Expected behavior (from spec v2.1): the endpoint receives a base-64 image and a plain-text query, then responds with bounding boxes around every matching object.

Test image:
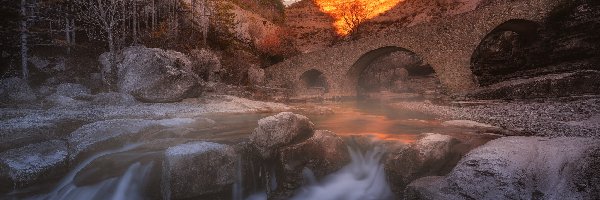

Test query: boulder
[100,46,201,103]
[189,49,224,82]
[0,77,36,103]
[0,140,67,193]
[92,92,137,106]
[442,120,511,135]
[67,119,195,160]
[277,130,350,191]
[44,93,89,108]
[406,137,600,199]
[162,142,238,199]
[54,83,91,99]
[250,112,314,159]
[384,133,466,196]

* * * * * * * * *

## Set exercise
Copy the data above word for word, leaving out the pictures.

## Output for this task
Expected behavior (from spec v2.1): the endpoint receives a base-64 image and a plain-text query, then responds with bounding boxes around every matching object.

Test image:

Test query: boulder
[100,46,201,103]
[189,49,224,82]
[0,77,36,103]
[0,140,67,193]
[92,92,137,106]
[442,120,511,135]
[67,119,195,160]
[277,130,350,191]
[44,93,89,108]
[406,137,600,199]
[162,142,238,199]
[54,83,91,99]
[250,112,314,159]
[384,133,466,196]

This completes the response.